(Entries from a dataset)
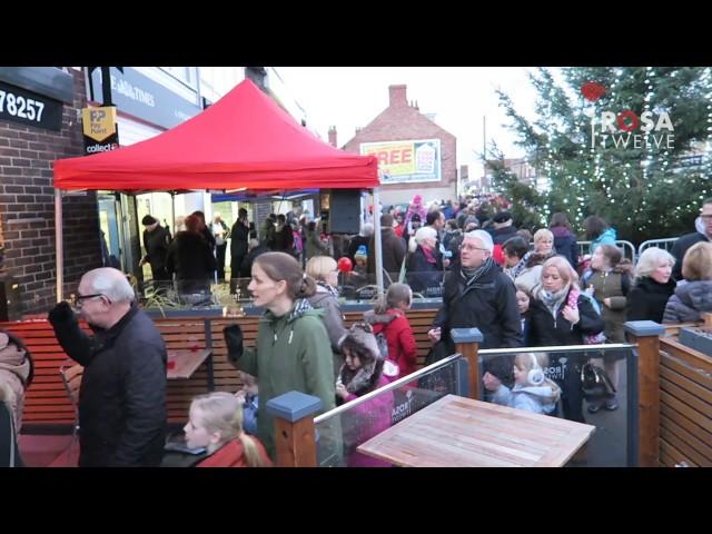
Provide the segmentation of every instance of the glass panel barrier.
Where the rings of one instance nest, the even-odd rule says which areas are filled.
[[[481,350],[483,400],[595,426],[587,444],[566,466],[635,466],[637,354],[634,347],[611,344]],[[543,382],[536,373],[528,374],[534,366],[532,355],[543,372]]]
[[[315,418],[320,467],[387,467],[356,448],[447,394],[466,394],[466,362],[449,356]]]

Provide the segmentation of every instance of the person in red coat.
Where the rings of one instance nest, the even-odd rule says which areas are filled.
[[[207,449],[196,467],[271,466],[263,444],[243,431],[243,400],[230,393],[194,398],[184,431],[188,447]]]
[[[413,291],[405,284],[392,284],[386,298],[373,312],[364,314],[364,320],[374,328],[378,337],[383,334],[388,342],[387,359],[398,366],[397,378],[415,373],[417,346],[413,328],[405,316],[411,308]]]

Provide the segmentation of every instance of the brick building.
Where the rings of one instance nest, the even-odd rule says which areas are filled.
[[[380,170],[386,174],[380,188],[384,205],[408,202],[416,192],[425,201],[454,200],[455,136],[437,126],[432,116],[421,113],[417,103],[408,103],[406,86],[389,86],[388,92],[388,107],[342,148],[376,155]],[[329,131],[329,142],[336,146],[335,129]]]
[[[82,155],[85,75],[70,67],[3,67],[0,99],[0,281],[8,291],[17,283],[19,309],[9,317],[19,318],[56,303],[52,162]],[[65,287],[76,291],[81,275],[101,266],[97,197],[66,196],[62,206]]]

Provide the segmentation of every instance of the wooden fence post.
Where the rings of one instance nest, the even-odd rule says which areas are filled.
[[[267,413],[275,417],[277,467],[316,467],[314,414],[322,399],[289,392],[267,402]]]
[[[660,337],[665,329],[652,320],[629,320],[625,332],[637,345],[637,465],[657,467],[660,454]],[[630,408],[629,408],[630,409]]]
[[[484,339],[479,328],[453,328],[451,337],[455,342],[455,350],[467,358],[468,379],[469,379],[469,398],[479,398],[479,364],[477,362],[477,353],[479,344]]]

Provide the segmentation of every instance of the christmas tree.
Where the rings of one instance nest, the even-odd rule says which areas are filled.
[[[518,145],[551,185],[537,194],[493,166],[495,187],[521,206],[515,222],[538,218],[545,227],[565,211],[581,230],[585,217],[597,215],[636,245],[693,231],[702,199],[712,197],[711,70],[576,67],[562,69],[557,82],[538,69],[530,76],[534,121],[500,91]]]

EXERCISE REQUIREMENTS:
Update the listing above by changing every "instance" to "object" and leaving everything else as it is. Omit the pictures from your answer.

THE SOLUTION:
Provide the segmentation of every object of the glass panel barrier.
Where the rings of one object nest, the even-odd rule says which areas are filled.
[[[481,350],[483,400],[595,426],[587,444],[566,466],[635,466],[637,354],[634,347],[611,344]],[[543,382],[536,373],[528,374],[534,366],[532,355],[543,372]]]
[[[315,418],[320,467],[387,467],[356,448],[447,394],[466,394],[466,362],[449,356]]]

Provide the segmentation of every object of the person in red coat.
Where the rings of one object nest, the even-odd rule says which areas are filled.
[[[207,449],[196,467],[271,466],[263,444],[243,431],[243,400],[230,393],[194,398],[184,431],[188,447]]]
[[[413,291],[405,284],[392,284],[386,298],[373,312],[364,314],[364,320],[374,328],[378,337],[383,334],[388,342],[387,359],[398,366],[397,378],[415,373],[417,346],[413,328],[405,316],[411,308]]]

Provide the segmentation of every object of the brick building.
Where the rings of one object nest, the even-odd rule says which areas are filled.
[[[380,170],[386,174],[380,188],[384,205],[408,202],[416,192],[425,201],[454,200],[455,136],[437,126],[432,116],[421,113],[417,103],[408,103],[406,86],[389,86],[388,92],[388,107],[342,148],[376,155]],[[329,131],[329,142],[336,146],[335,129]]]
[[[82,155],[85,75],[70,67],[3,67],[0,99],[0,281],[8,291],[17,283],[19,309],[9,317],[19,318],[56,303],[52,162]],[[65,287],[76,291],[81,275],[101,266],[97,197],[66,196],[62,206]]]

Provide the segmentation of every object of the wooden fence post.
Where the rings of one object nest, the even-odd rule says which areas are filled.
[[[267,413],[275,417],[277,467],[316,467],[314,414],[322,399],[289,392],[267,402]]]
[[[660,337],[665,329],[652,320],[629,320],[625,332],[637,345],[637,465],[657,467],[660,454]],[[630,408],[629,408],[630,409]]]
[[[484,339],[479,328],[453,328],[451,337],[455,342],[455,350],[467,358],[468,379],[469,379],[469,398],[479,398],[479,364],[477,362],[477,353],[479,344]]]

Provide the segmentation of every object of the christmas tree.
Where the rings of one object nest, the even-odd rule says which areas are filled.
[[[518,145],[551,185],[537,194],[493,166],[495,187],[521,206],[515,222],[538,218],[545,227],[565,211],[581,230],[585,217],[597,215],[636,245],[693,231],[702,199],[712,197],[711,70],[576,67],[562,69],[557,82],[538,69],[530,76],[534,121],[500,91]]]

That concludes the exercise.